* _Page excerpt_:
*** Block opens ***

Amid constitutional chaos and political uncertainty, officials in Nepal have been forced to turn their attention to the country's threatened wildlife, revealing that at least 28 rhinos have died in the last year. More than half of the endangered animals were killed by poachers, in a national park supposedly guarded by troops.

Prime Minister Madhav Kumar Nepal, confronting intense pressure from Maoist political opponents, was forced to call an emergency meeting with wildlife officials and promise to launch an immediate inquiry into the deaths of the rhinos.

Indian rhinos – one of five species – are native to northern India and southern Nepal. Before stringent preservation laws were introduced in the middle of the 20th century, there were fewer than 200 still alive. Now there are an estimated 2,500 in the wild, many of them in India's Kaziranga National Park.

In the 1950s, Nepal claimed it had an estimated population of 800 rhinos, but that number has steadily fallen. With a decade-long civil war that ended in 2006 and persistent political uncertainty since then, experts say politicians have been distracted from areas such as wildlife preservation. The latest census of the animals was in 2008 when they were said to total 435.

Officials said the rhino deaths occurred in Chitwan National Park, in the Terai district of southern Nepal. The park is guarded by soldiers, who sometimes go on patrol on the backs of elephants, but some have reportedly been redeployed in recent weeks amid ongoing protests in many of Nepal's cities. Some reports said that a number of the rhinos had been killed close to army posts in the park.

*** Block closes ***

(Dataset items)

*** Block opens ***

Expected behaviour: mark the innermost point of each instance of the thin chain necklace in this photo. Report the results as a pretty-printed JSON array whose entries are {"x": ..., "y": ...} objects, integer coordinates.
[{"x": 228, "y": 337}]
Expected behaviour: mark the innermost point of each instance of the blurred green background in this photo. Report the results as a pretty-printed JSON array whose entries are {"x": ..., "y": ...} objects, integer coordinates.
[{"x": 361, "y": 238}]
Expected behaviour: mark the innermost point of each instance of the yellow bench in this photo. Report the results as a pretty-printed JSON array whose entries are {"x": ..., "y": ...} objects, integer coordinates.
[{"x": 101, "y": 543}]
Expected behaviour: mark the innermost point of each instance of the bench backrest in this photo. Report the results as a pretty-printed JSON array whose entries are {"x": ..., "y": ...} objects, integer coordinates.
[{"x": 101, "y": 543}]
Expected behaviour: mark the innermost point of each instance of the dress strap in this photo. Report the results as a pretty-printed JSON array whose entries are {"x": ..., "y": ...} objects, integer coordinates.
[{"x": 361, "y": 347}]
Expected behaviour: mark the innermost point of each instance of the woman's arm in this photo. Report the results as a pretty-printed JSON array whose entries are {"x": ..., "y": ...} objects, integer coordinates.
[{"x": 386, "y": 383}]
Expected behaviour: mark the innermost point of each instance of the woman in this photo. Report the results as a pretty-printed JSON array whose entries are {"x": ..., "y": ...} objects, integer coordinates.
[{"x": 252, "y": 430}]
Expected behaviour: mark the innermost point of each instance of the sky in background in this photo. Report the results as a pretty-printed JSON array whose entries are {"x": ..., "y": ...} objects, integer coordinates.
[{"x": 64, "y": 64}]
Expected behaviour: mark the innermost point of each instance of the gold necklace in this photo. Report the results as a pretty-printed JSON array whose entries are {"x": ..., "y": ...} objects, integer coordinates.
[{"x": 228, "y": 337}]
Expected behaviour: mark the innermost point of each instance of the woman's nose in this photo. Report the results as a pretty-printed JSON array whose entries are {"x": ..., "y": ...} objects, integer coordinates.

*** Block closes ***

* _Work to be completed_:
Rewrite the paragraph of the Nepal rhino article that begins "Officials said the rhino deaths occurred" as a short bulleted list that keeps its main facts.

* _Solution_:
- Officials said the rhino deaths occurred in Chitwan National Park, in the Terai district of southern Nepal.
- Soldiers guard the park, sometimes patrolling on the backs of elephants.
- Some soldiers have reportedly been redeployed in recent weeks amid ongoing protests in many of Nepal's cities.
- Some reports said a number of the rhinos were killed close to army posts in the park.